• **Raw records**
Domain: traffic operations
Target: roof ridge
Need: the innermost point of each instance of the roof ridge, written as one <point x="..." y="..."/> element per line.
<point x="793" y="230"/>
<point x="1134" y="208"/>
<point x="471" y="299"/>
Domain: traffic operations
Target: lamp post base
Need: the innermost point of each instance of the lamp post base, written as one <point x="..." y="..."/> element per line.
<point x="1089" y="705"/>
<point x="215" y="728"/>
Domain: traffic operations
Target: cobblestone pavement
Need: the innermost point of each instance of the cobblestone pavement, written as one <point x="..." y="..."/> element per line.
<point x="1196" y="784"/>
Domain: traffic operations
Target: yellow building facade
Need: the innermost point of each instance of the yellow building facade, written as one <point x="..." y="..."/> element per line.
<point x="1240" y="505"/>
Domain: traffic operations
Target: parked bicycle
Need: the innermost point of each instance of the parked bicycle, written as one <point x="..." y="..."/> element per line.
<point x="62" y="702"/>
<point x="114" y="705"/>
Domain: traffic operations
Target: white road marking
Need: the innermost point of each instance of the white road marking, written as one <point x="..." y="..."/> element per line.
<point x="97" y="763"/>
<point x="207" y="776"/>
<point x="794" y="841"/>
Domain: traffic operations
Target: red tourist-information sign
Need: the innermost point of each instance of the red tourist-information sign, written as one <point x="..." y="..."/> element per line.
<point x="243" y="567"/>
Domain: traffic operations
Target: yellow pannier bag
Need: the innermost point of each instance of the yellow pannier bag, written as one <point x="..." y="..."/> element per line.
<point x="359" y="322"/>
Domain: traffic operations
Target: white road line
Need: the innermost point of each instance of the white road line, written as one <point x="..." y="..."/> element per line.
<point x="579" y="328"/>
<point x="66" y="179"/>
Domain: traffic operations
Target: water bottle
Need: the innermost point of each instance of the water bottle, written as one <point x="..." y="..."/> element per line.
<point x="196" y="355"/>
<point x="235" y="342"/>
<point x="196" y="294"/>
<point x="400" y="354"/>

• **Exercise objective**
Exactly as shown above, return every record.

• **Answer to this problem**
Domain: traffic operations
Target: roof ridge
Need: the innermost point of each instance of the roof ridge, written as one <point x="..." y="..."/> element per line.
<point x="793" y="230"/>
<point x="1134" y="208"/>
<point x="471" y="299"/>
Domain: traffic operations
Target: lamp post base
Need: the innermost point of each instance of the lamp post base, written as one <point x="..." y="..."/> element per line.
<point x="1089" y="705"/>
<point x="215" y="728"/>
Domain: traffic operations
Target: cobblestone pavement
Need: the innermost point of each instance of the cobblestone pavement, written as one <point x="..." y="..."/> element per line.
<point x="1196" y="784"/>
Domain: traffic operations
Target: yellow building facade
Need: the innermost point of each instance of the yellow building facade, written as one <point x="..." y="..."/> element per line.
<point x="1240" y="505"/>
Domain: traffic operations
Target: parked bicycle
Need: the innermost point of each instance of the parked bicycle, written as one <point x="..." y="..."/> element per line.
<point x="62" y="702"/>
<point x="114" y="705"/>
Domain: traffic operations
Target: white road marking
Need: the innermost point of each instance of the white road marking, written as one <point x="..." y="..."/> element per line.
<point x="97" y="763"/>
<point x="207" y="776"/>
<point x="794" y="841"/>
Domain: traffic operations
Target: red tourist-information sign
Need: the innermost point of each instance of the red tourist-information sign, written as one <point x="..." y="..."/> element per line.
<point x="243" y="567"/>
Domain: traffic operations
Target: yellow pannier bag
Need: the innermost point of each instance of the yellow pannier bag, written as one <point x="..." y="..."/> element per line.
<point x="359" y="322"/>
Domain: traffic operations
Target: white road line
Need: the innermost point of each instance of the white road line, written as one <point x="..." y="..."/> element per line.
<point x="579" y="328"/>
<point x="66" y="179"/>
Domain: traffic operations
Target: water bottle
Need: the innermost point of each instance of the water bottle, written as one <point x="..." y="..."/> element per line.
<point x="196" y="355"/>
<point x="235" y="342"/>
<point x="196" y="294"/>
<point x="400" y="354"/>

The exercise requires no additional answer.